(Named object pointing entries)

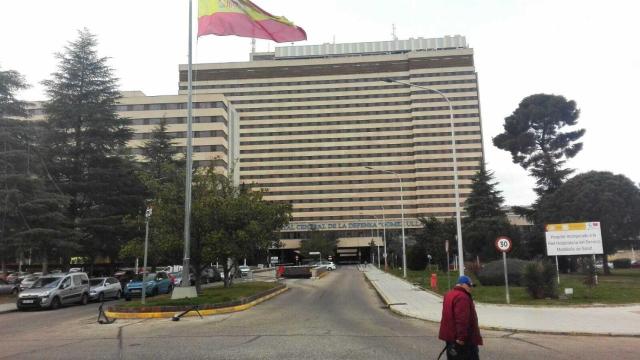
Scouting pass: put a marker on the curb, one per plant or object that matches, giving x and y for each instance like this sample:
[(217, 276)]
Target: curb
[(207, 312), (495, 328)]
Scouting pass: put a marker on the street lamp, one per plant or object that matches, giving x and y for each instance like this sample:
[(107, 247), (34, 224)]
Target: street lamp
[(384, 239), (404, 252), (455, 166)]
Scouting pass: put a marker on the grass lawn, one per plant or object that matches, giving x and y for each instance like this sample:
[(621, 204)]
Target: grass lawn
[(215, 295), (621, 287)]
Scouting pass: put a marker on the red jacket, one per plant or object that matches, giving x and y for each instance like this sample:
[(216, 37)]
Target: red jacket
[(459, 318)]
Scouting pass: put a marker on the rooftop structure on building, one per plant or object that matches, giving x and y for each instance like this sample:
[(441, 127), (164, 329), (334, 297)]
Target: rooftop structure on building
[(315, 118)]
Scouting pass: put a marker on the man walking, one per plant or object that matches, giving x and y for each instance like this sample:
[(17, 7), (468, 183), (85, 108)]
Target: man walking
[(459, 324)]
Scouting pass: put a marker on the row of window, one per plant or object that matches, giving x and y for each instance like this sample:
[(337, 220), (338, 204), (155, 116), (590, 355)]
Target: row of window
[(353, 173), (352, 181), (324, 130), (373, 163), (360, 122), (316, 191), (375, 207), (343, 81), (356, 113), (357, 138), (332, 89), (355, 105), (275, 70), (179, 120), (358, 147), (171, 106), (352, 156), (210, 163), (196, 148), (388, 217), (374, 198), (183, 134)]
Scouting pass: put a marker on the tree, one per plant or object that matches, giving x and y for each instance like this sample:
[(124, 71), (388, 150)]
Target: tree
[(533, 136), (166, 225), (227, 222), (613, 200), (324, 242), (10, 82), (432, 237), (485, 219), (86, 141)]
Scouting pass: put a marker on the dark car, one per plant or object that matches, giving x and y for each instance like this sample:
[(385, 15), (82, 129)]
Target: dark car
[(155, 283), (124, 277)]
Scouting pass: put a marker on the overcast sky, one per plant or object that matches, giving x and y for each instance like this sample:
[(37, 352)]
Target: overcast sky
[(585, 50)]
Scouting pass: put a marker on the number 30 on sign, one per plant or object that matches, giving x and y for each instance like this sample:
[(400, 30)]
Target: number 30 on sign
[(503, 244)]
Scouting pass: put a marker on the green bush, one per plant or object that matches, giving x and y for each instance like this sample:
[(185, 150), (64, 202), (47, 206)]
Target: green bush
[(622, 264), (492, 273), (539, 280)]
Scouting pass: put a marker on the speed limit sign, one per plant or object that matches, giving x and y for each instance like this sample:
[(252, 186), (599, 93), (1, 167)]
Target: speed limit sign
[(503, 244)]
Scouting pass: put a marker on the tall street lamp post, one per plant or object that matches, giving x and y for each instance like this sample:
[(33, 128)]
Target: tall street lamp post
[(384, 239), (455, 167), (147, 217), (404, 248)]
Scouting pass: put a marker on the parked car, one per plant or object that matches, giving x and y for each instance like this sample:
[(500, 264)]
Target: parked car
[(599, 265), (6, 288), (28, 281), (244, 270), (52, 291), (328, 264), (104, 287), (155, 283), (124, 276)]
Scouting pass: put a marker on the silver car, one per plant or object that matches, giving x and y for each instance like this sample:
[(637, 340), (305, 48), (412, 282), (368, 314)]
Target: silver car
[(28, 281), (52, 291), (102, 288), (6, 288)]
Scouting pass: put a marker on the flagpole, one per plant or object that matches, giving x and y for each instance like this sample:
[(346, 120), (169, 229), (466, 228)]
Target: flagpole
[(187, 196)]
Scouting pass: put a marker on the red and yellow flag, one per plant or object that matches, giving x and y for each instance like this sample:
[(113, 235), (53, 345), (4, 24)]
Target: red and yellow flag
[(244, 18)]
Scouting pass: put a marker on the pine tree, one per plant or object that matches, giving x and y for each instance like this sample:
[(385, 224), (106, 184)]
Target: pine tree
[(12, 157), (86, 142), (532, 134)]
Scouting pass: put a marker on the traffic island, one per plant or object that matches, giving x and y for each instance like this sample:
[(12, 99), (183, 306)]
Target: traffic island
[(214, 301)]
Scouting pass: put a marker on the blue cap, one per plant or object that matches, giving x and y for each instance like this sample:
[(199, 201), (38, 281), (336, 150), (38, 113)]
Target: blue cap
[(464, 279)]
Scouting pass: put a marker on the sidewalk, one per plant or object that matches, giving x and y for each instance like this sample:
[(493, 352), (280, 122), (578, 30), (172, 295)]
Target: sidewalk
[(8, 307), (409, 300)]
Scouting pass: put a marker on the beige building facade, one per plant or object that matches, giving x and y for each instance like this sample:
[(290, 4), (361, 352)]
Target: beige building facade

▶ _Task instructions_
Rewrite the stretch from the line containing "Scouting pass: put a marker on the sidewalk, one" through the line containing "[(8, 307), (409, 300)]", requests included, and shift every coordinate in the answers by -136.

▶ _Answer below_
Scouting pass: put a marker on the sidewalk, one per plant or object that matches, giving x and y for each instance like this sample:
[(493, 352), (280, 122), (578, 30), (172, 295)]
Target: sidewalk
[(-128, 171), (273, 164)]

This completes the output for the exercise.